• [Testo riportato]:
━━━━━━━━━━━━━━━━

La vacanza rovinata e il diritto al risarcimento del danno

27 Dicembre 2016

Nel caso di danno da vacanza rovinata è da considerare risarcibile anche il danno non patrimoniale, oltre al pregiudizio economico la cui risarcibilità è ormai incontestata?
Massimo

La liquidazione del danno morale subito dal turista deluso potrà avvenire in maniera equitativa, utilizzando criteri presuntivi, tenendo conto di fattori quali l'irripetibilità del viaggio, il valore soggettivo attribuito alla vacanza dal consumatore e lo stress subito a causa dei disservizi.

Il caso

Gli attori convenivano in giudizio il Tour operator e l'agenzia viaggi per ottenere il risarcimento dei danni patrimoniali e non patrimoniali patiti in conseguenza dello stress derivato dalla vacanza rovinata per inadempimento del contratto d'acquisto del viaggio in Messico della durata di 13 giorni. Il giudice di prime cure accoglieva la domanda attorea condannando il Tour Operator a risarcire agli attori il danno patrimoniale nonché la somma di € 1.500,00 ciascuno a titolo di risarcimento del danno non patrimoniale oltre all'addebito delle spese di lite al tour operator anche in favore dell'agenzia viaggi, benchè quest'ultima non avesse svolto domande in punto.

Il Tour Operator ricorreva in appello impugnandola sentenza per erroneità della decisione del primo giudice in punto “danno non patrimoniale” e in punto “condanna dell'appellante alle spese di lite in favore dell'agenzia viaggi”. Gli originari attori si costituivano chiedendo il rigetto dell'appello e la conferma della sentenza di primo grado. L'agenzia Viaggi si costituiva chiedendo invece il rigetto dell'appello e, in subordine, la condanna degli originari attori alle spese dei due gradi di giudizio nei propri confronti.

La questione

La questione in esame è la seguente: nel caso di danno da vacanza rovinata, al di là del pregiudizio economico la cui risarcibilità è ormai incontestata, è da considerare come risarcibile anche il danno non patrimoniale? Ove ammesso, in quale misura?

Le soluzioni giuridiche

L'impossibilità di fruire anche solo parzialmente del pacchetto turistico acquistato ha sicuramente valenza risarcitoria in termini patrimoniali, fosse anche solo per gli esborsi sostenuti dal turista. Quello che però rimane un elemento di discussione in giurisprudenza, e che ha reso di non semplice soluzione il caso che ci occupa, è il tema della risarcibilità del danno non patrimoniale che scaturisce dal mancato godimento della vacanza o del parziale godimento dei servizi turistici acquistati.

━━━━━━━━━━━━━━━━

• [Voci del dataset]:
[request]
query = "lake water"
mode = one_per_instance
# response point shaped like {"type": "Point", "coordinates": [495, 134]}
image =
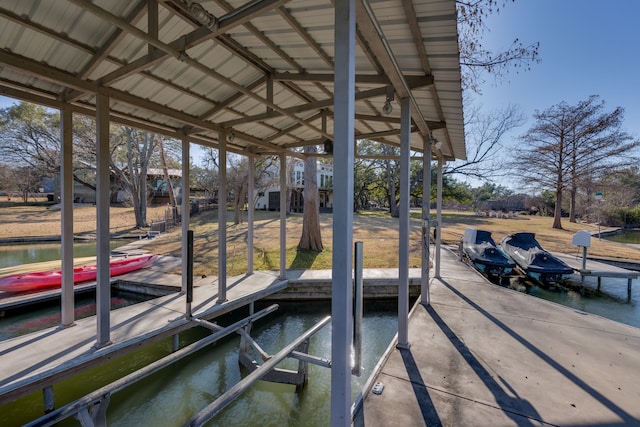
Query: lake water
{"type": "Point", "coordinates": [611, 302]}
{"type": "Point", "coordinates": [170, 397]}
{"type": "Point", "coordinates": [629, 237]}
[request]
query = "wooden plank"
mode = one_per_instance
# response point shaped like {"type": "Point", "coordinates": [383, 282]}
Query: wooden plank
{"type": "Point", "coordinates": [32, 362]}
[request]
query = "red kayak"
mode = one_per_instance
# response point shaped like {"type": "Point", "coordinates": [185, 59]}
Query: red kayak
{"type": "Point", "coordinates": [53, 278]}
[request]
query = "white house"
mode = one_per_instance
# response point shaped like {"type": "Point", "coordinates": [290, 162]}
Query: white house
{"type": "Point", "coordinates": [269, 199]}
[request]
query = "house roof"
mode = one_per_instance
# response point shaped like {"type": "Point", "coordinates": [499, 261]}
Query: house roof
{"type": "Point", "coordinates": [260, 70]}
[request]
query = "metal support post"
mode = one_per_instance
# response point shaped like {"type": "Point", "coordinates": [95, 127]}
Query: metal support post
{"type": "Point", "coordinates": [426, 225]}
{"type": "Point", "coordinates": [222, 218]}
{"type": "Point", "coordinates": [356, 369]}
{"type": "Point", "coordinates": [438, 226]}
{"type": "Point", "coordinates": [186, 209]}
{"type": "Point", "coordinates": [66, 195]}
{"type": "Point", "coordinates": [103, 286]}
{"type": "Point", "coordinates": [343, 158]}
{"type": "Point", "coordinates": [403, 249]}
{"type": "Point", "coordinates": [250, 212]}
{"type": "Point", "coordinates": [48, 399]}
{"type": "Point", "coordinates": [283, 216]}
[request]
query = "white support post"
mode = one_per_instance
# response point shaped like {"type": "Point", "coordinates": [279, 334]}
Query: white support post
{"type": "Point", "coordinates": [403, 248]}
{"type": "Point", "coordinates": [186, 209]}
{"type": "Point", "coordinates": [250, 212]}
{"type": "Point", "coordinates": [439, 215]}
{"type": "Point", "coordinates": [103, 286]}
{"type": "Point", "coordinates": [66, 196]}
{"type": "Point", "coordinates": [426, 221]}
{"type": "Point", "coordinates": [222, 217]}
{"type": "Point", "coordinates": [342, 259]}
{"type": "Point", "coordinates": [283, 216]}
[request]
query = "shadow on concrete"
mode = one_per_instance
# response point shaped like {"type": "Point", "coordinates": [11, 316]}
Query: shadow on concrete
{"type": "Point", "coordinates": [428, 410]}
{"type": "Point", "coordinates": [519, 410]}
{"type": "Point", "coordinates": [304, 259]}
{"type": "Point", "coordinates": [626, 417]}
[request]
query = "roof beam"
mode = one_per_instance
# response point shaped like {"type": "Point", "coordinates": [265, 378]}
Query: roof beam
{"type": "Point", "coordinates": [30, 67]}
{"type": "Point", "coordinates": [368, 24]}
{"type": "Point", "coordinates": [360, 78]}
{"type": "Point", "coordinates": [317, 105]}
{"type": "Point", "coordinates": [181, 56]}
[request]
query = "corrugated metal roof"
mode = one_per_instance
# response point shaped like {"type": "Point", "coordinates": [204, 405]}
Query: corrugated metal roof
{"type": "Point", "coordinates": [190, 79]}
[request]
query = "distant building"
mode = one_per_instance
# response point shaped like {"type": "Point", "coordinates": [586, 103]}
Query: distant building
{"type": "Point", "coordinates": [269, 199]}
{"type": "Point", "coordinates": [157, 188]}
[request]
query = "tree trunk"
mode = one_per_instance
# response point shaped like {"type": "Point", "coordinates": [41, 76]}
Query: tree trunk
{"type": "Point", "coordinates": [311, 238]}
{"type": "Point", "coordinates": [391, 183]}
{"type": "Point", "coordinates": [240, 196]}
{"type": "Point", "coordinates": [557, 212]}
{"type": "Point", "coordinates": [572, 204]}
{"type": "Point", "coordinates": [165, 171]}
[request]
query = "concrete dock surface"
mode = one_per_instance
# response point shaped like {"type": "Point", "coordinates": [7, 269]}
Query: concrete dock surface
{"type": "Point", "coordinates": [482, 355]}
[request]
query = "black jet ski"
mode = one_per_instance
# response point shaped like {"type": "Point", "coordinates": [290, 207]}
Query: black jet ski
{"type": "Point", "coordinates": [483, 253]}
{"type": "Point", "coordinates": [536, 262]}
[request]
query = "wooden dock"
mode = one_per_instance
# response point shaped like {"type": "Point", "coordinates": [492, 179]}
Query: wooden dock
{"type": "Point", "coordinates": [599, 270]}
{"type": "Point", "coordinates": [36, 361]}
{"type": "Point", "coordinates": [482, 355]}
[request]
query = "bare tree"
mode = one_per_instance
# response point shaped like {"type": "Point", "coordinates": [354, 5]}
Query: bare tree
{"type": "Point", "coordinates": [311, 238]}
{"type": "Point", "coordinates": [474, 58]}
{"type": "Point", "coordinates": [138, 148]}
{"type": "Point", "coordinates": [570, 142]}
{"type": "Point", "coordinates": [484, 134]}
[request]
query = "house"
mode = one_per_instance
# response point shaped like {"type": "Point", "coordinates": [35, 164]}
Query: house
{"type": "Point", "coordinates": [269, 199]}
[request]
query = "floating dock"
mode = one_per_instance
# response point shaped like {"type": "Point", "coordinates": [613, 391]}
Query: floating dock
{"type": "Point", "coordinates": [599, 270]}
{"type": "Point", "coordinates": [36, 361]}
{"type": "Point", "coordinates": [482, 355]}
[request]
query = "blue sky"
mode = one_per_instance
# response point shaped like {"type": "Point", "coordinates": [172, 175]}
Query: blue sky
{"type": "Point", "coordinates": [587, 47]}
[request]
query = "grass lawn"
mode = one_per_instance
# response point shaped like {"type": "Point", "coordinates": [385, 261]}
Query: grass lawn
{"type": "Point", "coordinates": [376, 229]}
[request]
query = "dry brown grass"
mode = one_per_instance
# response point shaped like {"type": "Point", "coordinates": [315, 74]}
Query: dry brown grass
{"type": "Point", "coordinates": [551, 239]}
{"type": "Point", "coordinates": [377, 230]}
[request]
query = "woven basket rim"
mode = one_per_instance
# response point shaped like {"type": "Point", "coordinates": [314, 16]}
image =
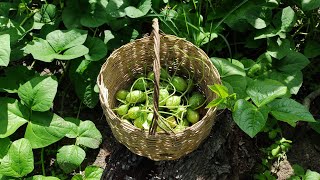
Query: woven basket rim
{"type": "Point", "coordinates": [122, 123]}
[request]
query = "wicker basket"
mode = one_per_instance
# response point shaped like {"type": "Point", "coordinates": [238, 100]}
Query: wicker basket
{"type": "Point", "coordinates": [133, 58]}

━━━━━━━━━━━━━━━━

• [Consegna 1]:
Ripeti parola per parola il passo del testo sulla vacanza rovinata compreso tra "Le soluzioni giuridiche" e "servizi turistici acquistati.", estremi inclusi.
• [Consegna 2]:
Estrai dalle voci tutte le righe che contengono la stringa "building".

• [Risposta completa 1]:
Le soluzioni giuridiche

L'impossibilità di fruire anche solo parzialmente del pacchetto turistico acquistato ha sicuramente valenza risarcitoria in termini patrimoniali, fosse anche solo per gli esborsi sostenuti dal turista. Quello che però rimane un elemento di discussione in giurisprudenza, e che ha reso di non semplice soluzione il caso che ci occupa, è il tema della risarcibilità del danno non patrimoniale che scaturisce dal mancato godimento della vacanza o del parziale godimento dei servizi turistici acquistati.

• [Risposta completa 2]:
query = "distant building"
Query: distant building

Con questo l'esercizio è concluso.